(Exercise aim): Write the records out once more, so that nothing differs from the original.

[Natural language region descriptions]
****************
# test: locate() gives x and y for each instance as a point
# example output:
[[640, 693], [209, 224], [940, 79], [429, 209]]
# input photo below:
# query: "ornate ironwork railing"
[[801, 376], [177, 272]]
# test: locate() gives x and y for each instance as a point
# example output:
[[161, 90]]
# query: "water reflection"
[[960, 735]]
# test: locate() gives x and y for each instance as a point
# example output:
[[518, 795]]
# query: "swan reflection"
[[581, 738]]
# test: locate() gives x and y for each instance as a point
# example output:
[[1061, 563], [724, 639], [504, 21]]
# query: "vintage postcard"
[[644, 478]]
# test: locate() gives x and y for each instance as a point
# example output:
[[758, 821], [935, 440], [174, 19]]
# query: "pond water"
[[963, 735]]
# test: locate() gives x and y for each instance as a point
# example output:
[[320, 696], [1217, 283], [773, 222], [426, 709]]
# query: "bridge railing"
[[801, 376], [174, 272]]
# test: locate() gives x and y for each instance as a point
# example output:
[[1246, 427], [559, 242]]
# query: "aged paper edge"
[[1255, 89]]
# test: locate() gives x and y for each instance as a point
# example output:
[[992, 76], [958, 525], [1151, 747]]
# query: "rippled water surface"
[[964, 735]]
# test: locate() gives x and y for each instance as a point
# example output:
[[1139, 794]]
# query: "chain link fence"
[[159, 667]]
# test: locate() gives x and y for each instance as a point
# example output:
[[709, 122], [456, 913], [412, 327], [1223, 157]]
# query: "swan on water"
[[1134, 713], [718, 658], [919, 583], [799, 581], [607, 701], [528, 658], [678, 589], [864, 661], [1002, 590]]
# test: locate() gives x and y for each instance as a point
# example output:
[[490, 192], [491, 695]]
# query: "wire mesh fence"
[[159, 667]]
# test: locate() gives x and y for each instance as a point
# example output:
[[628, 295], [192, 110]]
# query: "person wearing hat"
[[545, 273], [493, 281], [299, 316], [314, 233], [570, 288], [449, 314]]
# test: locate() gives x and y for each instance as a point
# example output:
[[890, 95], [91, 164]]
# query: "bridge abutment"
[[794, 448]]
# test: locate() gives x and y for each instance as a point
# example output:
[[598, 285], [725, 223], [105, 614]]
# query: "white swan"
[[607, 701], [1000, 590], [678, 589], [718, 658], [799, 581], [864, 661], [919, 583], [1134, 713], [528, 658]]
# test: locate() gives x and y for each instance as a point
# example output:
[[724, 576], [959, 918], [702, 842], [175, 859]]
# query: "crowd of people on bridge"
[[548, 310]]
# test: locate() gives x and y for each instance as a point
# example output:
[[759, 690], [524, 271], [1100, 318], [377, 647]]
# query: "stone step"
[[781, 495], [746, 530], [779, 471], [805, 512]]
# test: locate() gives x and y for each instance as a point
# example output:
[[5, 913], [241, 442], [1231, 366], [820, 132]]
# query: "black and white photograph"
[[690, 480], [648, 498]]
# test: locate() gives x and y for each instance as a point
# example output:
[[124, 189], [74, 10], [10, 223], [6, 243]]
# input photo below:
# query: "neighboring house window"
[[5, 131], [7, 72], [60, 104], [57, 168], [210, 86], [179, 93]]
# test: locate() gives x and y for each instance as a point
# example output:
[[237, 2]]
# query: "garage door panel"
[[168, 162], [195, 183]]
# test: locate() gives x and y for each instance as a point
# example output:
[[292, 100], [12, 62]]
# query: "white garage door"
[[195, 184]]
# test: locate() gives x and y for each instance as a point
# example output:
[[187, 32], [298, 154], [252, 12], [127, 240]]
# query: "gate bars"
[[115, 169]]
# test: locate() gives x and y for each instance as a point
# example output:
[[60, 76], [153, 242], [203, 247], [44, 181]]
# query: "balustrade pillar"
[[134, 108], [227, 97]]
****************
(Result of the exercise):
# test: locate() gives x and y for each instance as a point
# example output:
[[640, 693], [209, 224], [940, 79], [429, 209]]
# input photo below:
# query: "ornate ironwork railing"
[[801, 376], [177, 272]]
# test: locate() gives x and y for each instance as a point
# example output:
[[161, 90]]
# query: "water reflection"
[[960, 735]]
# test: locate() gives x and y for each instance as a point
# example output:
[[518, 795]]
# query: "swan reflection"
[[581, 738]]
# test: locate() gives x and y for each instance as a point
# example output:
[[1061, 563], [724, 639], [504, 21]]
# query: "vintage postcard"
[[644, 478]]
# test: locate() gives x and y for each instance as a point
# example output:
[[758, 821], [935, 440], [174, 19]]
# query: "pond water"
[[963, 735]]
# test: locate() gives x and y for each instance as a point
# example output:
[[320, 696], [1217, 283], [773, 222], [426, 709]]
# query: "bridge railing"
[[801, 376], [174, 272]]
# test: locate() gives x and y for each instance as a point
# example output:
[[1246, 427], [559, 242]]
# query: "aged paper edge"
[[1255, 89]]
# test: locate() gives x and y for each instance as a point
# example output:
[[992, 76], [958, 525], [1151, 747]]
# query: "rippled water surface"
[[964, 735]]
# test: locate() gives x and y for each instance as a point
# example output:
[[1139, 794]]
# query: "chain link fence"
[[159, 667]]
# test: locate() gives x and y for each instance as a point
# example output:
[[709, 122], [456, 913], [412, 327], [1223, 157]]
# query: "swan on water"
[[1134, 713], [718, 658], [919, 583], [799, 581], [607, 701], [528, 658], [678, 589], [864, 661], [1002, 590]]
# test: locate() gives x and y for each instance as a point
# example output:
[[490, 192], [491, 695]]
# query: "wire mesh fence"
[[159, 667]]
# test: locate() gives x and y for each instance as a point
# example output:
[[628, 295], [192, 110]]
# query: "person wearing hat"
[[545, 273], [493, 281], [299, 316], [314, 233], [570, 288], [449, 314]]
# test: locate() gives x and y for each instance as a point
# example output:
[[890, 95], [91, 164]]
# query: "bridge abutment"
[[794, 448]]
# test: locate() gives x and y for each instance as a point
# example output:
[[598, 285], [725, 223], [105, 614]]
# query: "white swan"
[[607, 701], [1000, 590], [678, 589], [718, 658], [799, 581], [864, 661], [919, 583], [1134, 713], [528, 658]]
# test: locate() gives x and y for each instance as a point
# example output:
[[724, 576], [959, 918], [702, 842], [175, 859]]
# query: "crowd of people on bridge"
[[548, 310]]
# test: locate() gives x and y for each instance as a point
# example output:
[[759, 690], [524, 271], [1100, 318], [377, 647]]
# query: "stone step"
[[781, 495], [746, 530], [779, 471], [805, 512]]
# test: locate() gives x and y for each instance as a point
# example output:
[[5, 913], [241, 442], [1231, 366], [820, 132]]
# query: "black and white photograph"
[[690, 480], [648, 498]]
# test: locate() gives x and y for each instance as a point
# example output:
[[124, 189], [74, 10], [10, 223], [6, 243]]
# input photo below:
# query: "neighboring house window"
[[5, 131], [7, 72], [60, 104], [57, 168], [210, 86], [179, 93]]
# test: locate() gives x and y for each instance as a point
# example output:
[[237, 2]]
# query: "garage door panel"
[[168, 162], [195, 183]]
# test: locate() gives x and y for each instance as a point
# example output:
[[292, 100], [12, 62]]
# query: "white garage door"
[[195, 184]]
# test: locate() gives x and y for each instance as a point
# example output:
[[187, 32], [298, 154], [252, 12], [127, 240]]
# query: "gate bars"
[[115, 169]]
# test: locate() gives x and y for each instance as a point
# example output:
[[60, 76], [153, 242], [203, 247], [44, 181]]
# query: "balustrade pillar"
[[134, 108], [227, 97]]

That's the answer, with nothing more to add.